___ Records provided ___
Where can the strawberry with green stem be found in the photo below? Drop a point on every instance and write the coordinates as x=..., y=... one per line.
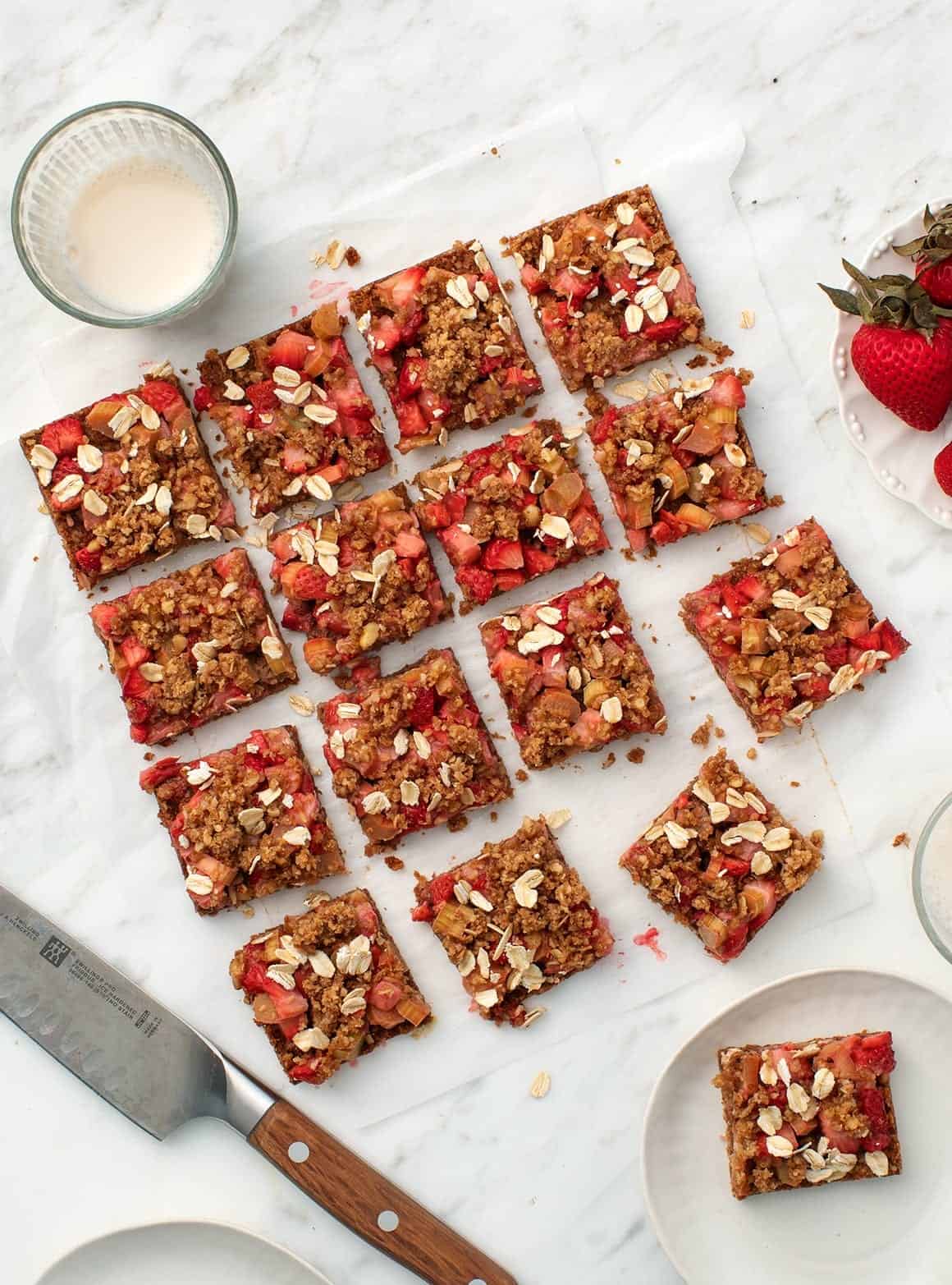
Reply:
x=902, y=351
x=933, y=255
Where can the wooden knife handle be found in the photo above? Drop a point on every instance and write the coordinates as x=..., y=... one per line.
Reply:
x=356, y=1194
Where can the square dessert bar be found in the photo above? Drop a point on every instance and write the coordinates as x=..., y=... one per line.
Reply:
x=515, y=920
x=411, y=750
x=357, y=579
x=193, y=646
x=293, y=411
x=445, y=345
x=327, y=986
x=129, y=480
x=721, y=859
x=608, y=287
x=679, y=461
x=811, y=1113
x=511, y=512
x=789, y=630
x=245, y=821
x=570, y=673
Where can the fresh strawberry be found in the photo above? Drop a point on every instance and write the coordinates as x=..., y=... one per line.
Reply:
x=161, y=395
x=943, y=468
x=933, y=256
x=63, y=436
x=290, y=350
x=902, y=352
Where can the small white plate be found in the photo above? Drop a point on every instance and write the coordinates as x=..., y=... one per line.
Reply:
x=181, y=1253
x=901, y=457
x=877, y=1232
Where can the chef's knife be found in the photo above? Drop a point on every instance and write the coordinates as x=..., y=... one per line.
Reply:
x=159, y=1072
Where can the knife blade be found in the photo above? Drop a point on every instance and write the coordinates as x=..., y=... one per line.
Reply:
x=159, y=1072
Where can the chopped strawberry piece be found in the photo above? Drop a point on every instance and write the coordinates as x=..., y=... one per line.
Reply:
x=290, y=350
x=162, y=396
x=476, y=582
x=63, y=436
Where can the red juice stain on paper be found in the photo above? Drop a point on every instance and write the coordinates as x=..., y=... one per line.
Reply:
x=650, y=941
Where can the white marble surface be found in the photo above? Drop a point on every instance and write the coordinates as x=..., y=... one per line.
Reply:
x=361, y=95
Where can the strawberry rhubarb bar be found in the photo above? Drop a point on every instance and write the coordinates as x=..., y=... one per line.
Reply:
x=570, y=673
x=193, y=646
x=327, y=986
x=808, y=1113
x=679, y=461
x=357, y=579
x=445, y=345
x=129, y=480
x=245, y=821
x=515, y=920
x=511, y=512
x=411, y=750
x=789, y=630
x=608, y=287
x=721, y=859
x=293, y=411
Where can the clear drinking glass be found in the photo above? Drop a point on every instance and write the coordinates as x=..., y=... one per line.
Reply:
x=931, y=878
x=74, y=154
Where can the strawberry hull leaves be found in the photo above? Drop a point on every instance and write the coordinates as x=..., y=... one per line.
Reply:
x=902, y=352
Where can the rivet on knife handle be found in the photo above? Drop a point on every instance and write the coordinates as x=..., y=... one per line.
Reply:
x=368, y=1203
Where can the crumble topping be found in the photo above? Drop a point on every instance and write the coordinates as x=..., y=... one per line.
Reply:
x=513, y=511
x=812, y=1114
x=789, y=630
x=608, y=287
x=679, y=461
x=193, y=646
x=245, y=821
x=515, y=920
x=570, y=673
x=411, y=750
x=445, y=345
x=129, y=480
x=357, y=579
x=295, y=419
x=721, y=859
x=327, y=986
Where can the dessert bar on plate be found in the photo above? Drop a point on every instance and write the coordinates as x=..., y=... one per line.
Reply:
x=295, y=415
x=511, y=512
x=608, y=287
x=357, y=579
x=570, y=672
x=808, y=1113
x=679, y=461
x=515, y=920
x=721, y=859
x=445, y=345
x=193, y=646
x=245, y=821
x=327, y=986
x=410, y=750
x=129, y=480
x=788, y=630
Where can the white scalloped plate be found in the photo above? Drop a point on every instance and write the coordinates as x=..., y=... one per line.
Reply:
___
Challenge → Without the pictures, write out all of the material exactly.

Response to this task →
Where can the strawberry with green stem be found in the photo below? Drop a point on every instance and write the coordinates as x=..., y=... one per line.
Reply:
x=902, y=351
x=933, y=255
Where can the wooden knife handle be found in the photo above? Drop a point on every instance and write the coordinates as x=..., y=... one per line.
Reply:
x=356, y=1194
Where can the square dessert bar be found in the photo above? Drop a point on every instance and write the coordinates as x=..., y=... one per line.
Reply:
x=515, y=920
x=411, y=750
x=357, y=579
x=193, y=646
x=293, y=411
x=445, y=345
x=327, y=986
x=129, y=480
x=721, y=859
x=608, y=287
x=679, y=461
x=811, y=1113
x=511, y=512
x=789, y=630
x=245, y=821
x=570, y=673
Where can the fresh strawberry be found in the photo above? Drop a point on every instance and write the coordinates as x=..., y=... one per line.
Reply:
x=161, y=395
x=943, y=468
x=933, y=256
x=63, y=436
x=290, y=350
x=902, y=352
Where can the small white plate be found in the photo above? Drop a point on every instance and write the coordinates as x=..., y=... one per line.
Reply:
x=181, y=1253
x=901, y=457
x=877, y=1232
Where can the chef's knife be found in the photo above? Drop a point on every instance and write the coordinates as x=..., y=... one per line.
Reply:
x=159, y=1072
Where can the knife blade be found in the photo above? Drop a point on every instance and write the coordinates as x=..., y=... one per line.
Reply:
x=159, y=1072
Where can the chopped strawberry piece be found in the photo above? Drop a point on every instance and write the coordinates as x=..., y=... one per line.
Reply:
x=290, y=350
x=162, y=396
x=476, y=582
x=63, y=436
Where can the red juice stain on paper be found in the photo above? Drop a point on every instance and write the coordinates as x=..., y=... one per line.
Reply:
x=650, y=941
Where can the white marble surface be found in the photo above? Drop a point on every instance and write the coordinates as x=..., y=... one per line.
Reply:
x=361, y=95
Where can the strawberry rhubarb bar be found in the photo above? Drop a point on every instance and write the coordinates as x=..., y=... one per line.
Reply:
x=570, y=673
x=193, y=646
x=327, y=986
x=808, y=1113
x=679, y=461
x=357, y=579
x=445, y=345
x=129, y=480
x=245, y=821
x=515, y=920
x=511, y=512
x=411, y=750
x=789, y=630
x=608, y=287
x=721, y=859
x=293, y=411
Where can the clear drinking glass be found in the photo above? Drop a point on every instance and write the coordinates as x=..., y=... one per line.
Reply:
x=931, y=878
x=74, y=154
Where can the strawberry hull leaves be found in the photo above? Drop a point on every instance and write the coordinates as x=..., y=... one per line.
Reply:
x=902, y=352
Where can the rivet on knife handle be found in the photo above? Drop a point on every instance and write the coordinates as x=..., y=... one per line.
Reply:
x=368, y=1203
Where can the crumble topping be found in the photo above? Drop a point on every instance and write the coordinates as x=..., y=... one per line.
Reply:
x=513, y=511
x=812, y=1114
x=789, y=630
x=608, y=287
x=679, y=461
x=193, y=646
x=245, y=821
x=515, y=920
x=570, y=673
x=411, y=750
x=445, y=345
x=129, y=480
x=357, y=579
x=295, y=419
x=721, y=859
x=327, y=986
Where can the dessert bar on plate be found in the photo above? Drop a point on every instance and write the coordinates as x=..., y=... one per line.
Reply:
x=295, y=415
x=511, y=512
x=608, y=287
x=357, y=579
x=570, y=672
x=808, y=1113
x=679, y=461
x=515, y=920
x=721, y=859
x=445, y=345
x=193, y=646
x=245, y=821
x=327, y=986
x=410, y=750
x=129, y=480
x=788, y=630
Where can the white scalloped plate be found in the photo above? Drop a point on every instance and write the coordinates as x=..., y=... one per line.
Reply:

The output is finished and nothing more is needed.